+++ Provided passage

Left to right: Hyun-Sook Lee, Founder and Chairwoman of Kukje Gallery; Byung-Chul Han, philosopher and cultural theorist; Doryun Chong, Deputy Director and Chief Curator of M+ in Hong Kong; artist Anicka Yi; and RM, the leader of the K-pop group BTS. 

The art world is intertwined in a very complex network. Artists, museums, galleries, auction houses, nonprofit art organizations, related experts, collectors and art appreciators, and even government agencies are the members that form this complicated and tangled universe.

International media platforms have been shedding light on various members of the art world who have been playing an important role in developing the global contemporary art scene. One of the examples is an American art market website Artnet’s Top 200 Collectors list, which highlights the world’s most influential art collectors. This year’s list was released last October and included two Korean collectors: Woong-ki Kim, the chairman of Global Sae-A Group, and Suh Kyung-bae, the chairman of Amorepacific Group.

++++++

◆ Prompt A: For each statement, say whether the art world passage agrees with it, answering yes or no and quoting the deciding words: (i) Artnet is an American art market website; (ii) this year's Top 200 Collectors list included three Korean collectors; (iii) government agencies are among the members of the art world.
◆ Prompt B: Condense the paragraph of the art world passage beginning "International media platforms have been shedding light" into a short bulleted list that keeps its main facts.
◆ Prompt C: Return the exact text of the art world passage from "Left to right: Hyun-Sook" up to and including "and tangled universe.".

+++ Data under study

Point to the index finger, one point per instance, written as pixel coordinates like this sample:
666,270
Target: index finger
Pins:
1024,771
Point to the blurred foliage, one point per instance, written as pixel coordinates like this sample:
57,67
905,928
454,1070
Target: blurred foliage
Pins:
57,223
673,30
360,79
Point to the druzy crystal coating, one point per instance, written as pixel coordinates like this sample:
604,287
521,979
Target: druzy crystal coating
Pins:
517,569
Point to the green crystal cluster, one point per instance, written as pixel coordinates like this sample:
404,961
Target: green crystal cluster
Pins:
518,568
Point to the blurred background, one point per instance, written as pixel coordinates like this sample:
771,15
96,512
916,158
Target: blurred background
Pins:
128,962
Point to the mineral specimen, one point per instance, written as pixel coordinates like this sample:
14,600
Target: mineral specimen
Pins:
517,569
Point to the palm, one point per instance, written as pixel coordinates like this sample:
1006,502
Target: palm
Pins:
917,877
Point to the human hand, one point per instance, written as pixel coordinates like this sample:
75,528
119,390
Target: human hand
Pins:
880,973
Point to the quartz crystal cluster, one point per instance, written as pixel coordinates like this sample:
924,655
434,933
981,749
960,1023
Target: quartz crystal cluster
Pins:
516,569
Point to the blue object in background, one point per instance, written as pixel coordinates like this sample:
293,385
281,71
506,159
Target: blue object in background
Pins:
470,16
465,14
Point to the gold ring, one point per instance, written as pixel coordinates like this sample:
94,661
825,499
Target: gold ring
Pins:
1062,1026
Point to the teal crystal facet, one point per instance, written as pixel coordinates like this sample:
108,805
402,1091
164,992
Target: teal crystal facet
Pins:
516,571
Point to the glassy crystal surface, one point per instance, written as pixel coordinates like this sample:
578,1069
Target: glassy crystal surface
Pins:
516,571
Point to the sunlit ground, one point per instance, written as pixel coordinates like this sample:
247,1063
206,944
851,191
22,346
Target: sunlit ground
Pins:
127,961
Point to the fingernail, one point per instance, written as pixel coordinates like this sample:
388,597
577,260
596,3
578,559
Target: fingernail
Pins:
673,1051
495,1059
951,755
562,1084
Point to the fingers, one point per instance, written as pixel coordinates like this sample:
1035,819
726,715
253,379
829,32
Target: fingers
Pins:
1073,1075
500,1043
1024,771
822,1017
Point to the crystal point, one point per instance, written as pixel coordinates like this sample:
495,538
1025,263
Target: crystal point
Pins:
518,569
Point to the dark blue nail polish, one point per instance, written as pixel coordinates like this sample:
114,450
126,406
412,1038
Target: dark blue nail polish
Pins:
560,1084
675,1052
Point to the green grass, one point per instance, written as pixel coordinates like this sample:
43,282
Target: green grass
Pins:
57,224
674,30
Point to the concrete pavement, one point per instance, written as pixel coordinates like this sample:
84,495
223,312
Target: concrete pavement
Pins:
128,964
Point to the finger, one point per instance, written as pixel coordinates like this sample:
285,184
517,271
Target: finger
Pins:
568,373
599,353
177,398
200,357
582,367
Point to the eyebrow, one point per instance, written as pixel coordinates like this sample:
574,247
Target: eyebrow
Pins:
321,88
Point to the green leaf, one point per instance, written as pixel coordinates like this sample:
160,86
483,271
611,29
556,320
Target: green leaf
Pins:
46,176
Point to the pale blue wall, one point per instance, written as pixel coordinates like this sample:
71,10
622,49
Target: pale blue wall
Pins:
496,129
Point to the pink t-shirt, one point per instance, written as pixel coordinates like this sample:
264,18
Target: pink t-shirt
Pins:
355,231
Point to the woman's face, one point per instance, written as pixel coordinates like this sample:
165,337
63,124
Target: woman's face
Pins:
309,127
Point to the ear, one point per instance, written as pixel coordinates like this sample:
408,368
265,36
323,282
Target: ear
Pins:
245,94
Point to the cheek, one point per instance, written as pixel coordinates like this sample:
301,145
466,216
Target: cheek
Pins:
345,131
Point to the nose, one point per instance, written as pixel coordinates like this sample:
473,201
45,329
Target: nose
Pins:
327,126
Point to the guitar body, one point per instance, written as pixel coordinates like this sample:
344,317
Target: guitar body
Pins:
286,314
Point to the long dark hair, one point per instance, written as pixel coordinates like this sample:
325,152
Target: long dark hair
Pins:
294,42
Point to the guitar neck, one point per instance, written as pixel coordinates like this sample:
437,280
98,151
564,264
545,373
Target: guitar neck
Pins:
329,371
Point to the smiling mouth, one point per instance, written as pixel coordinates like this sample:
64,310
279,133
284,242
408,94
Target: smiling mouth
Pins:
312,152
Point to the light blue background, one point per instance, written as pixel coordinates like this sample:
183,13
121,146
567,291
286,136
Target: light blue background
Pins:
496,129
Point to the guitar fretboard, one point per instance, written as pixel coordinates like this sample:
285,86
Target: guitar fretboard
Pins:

++++++

◆ Answer section A:
(i) Yes: "an American art market website Artnet’s Top 200 Collectors list"
(ii) No: "included two Korean collectors"
(iii) Yes: "and even government agencies are the members that form this complicated and tangled universe"

◆ Answer section B:
- International media platforms highlight art world members who play an important role in developing the global contemporary art scene.
- Example: Artnet, an American art market website, publishes a Top 200 Collectors list of the world's most influential art collectors.
- This year's list came out last October and included two Korean collectors: Woong-ki Kim, chairman of Global Sae-A Group, and Suh Kyung-bae, chairman of Amorepacific Group.

◆ Answer section C:
Left to right: Hyun-Sook Lee, Founder and Chairwoman of Kukje Gallery; Byung-Chul Han, philosopher and cultural theorist; Doryun Chong, Deputy Director and Chief Curator of M+ in Hong Kong; artist Anicka Yi; and RM, the leader of the K-pop group BTS. 

The art world is intertwined in a very complex network. Artists, museums, galleries, auction houses, nonprofit art organizations, related experts, collectors and art appreciators, and even government agencies are the members that form this complicated and tangled universe.